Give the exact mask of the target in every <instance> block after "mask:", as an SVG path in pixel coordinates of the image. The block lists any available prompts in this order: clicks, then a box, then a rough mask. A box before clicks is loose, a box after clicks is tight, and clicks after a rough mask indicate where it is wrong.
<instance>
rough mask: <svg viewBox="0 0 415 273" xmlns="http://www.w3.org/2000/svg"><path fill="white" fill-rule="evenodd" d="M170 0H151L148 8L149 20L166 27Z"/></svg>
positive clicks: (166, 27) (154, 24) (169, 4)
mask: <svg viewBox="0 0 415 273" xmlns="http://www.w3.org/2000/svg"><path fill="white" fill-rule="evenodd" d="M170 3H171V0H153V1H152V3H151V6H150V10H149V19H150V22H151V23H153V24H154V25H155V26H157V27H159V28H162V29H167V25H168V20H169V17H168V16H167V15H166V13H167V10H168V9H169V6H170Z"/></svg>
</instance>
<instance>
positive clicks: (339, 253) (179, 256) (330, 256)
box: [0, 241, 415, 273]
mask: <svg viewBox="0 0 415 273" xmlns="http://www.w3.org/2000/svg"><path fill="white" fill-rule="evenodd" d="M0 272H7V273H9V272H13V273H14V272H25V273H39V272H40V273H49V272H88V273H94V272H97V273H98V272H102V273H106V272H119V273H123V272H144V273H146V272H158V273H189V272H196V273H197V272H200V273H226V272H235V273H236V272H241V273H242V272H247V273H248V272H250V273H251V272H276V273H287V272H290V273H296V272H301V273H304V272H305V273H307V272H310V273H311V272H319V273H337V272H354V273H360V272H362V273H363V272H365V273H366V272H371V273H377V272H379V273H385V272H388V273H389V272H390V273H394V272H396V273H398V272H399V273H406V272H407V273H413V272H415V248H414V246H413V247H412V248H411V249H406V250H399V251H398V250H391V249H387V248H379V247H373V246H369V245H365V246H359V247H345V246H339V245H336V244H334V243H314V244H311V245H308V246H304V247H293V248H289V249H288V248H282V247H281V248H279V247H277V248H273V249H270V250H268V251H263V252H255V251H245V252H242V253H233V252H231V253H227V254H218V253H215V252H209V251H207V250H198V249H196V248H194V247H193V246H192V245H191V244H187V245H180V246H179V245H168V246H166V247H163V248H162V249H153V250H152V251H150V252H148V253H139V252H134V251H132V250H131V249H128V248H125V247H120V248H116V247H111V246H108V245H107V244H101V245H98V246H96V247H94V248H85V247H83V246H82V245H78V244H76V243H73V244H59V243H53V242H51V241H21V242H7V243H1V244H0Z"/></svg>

===============

» **EXERCISE DESCRIPTION**: Where a line above contains the word "instance", show that line.

» **TASK OUTPUT**:
Give the exact mask of the target in every <instance> block after "mask:", as an SVG path in pixel coordinates of the image. The block lists any available prompts in this order: clicks, then a box, then a rough mask. A box before clicks is loose, a box after clicks is tight, and clicks after a rough mask indicate where it is wrong.
<instance>
</instance>
<instance>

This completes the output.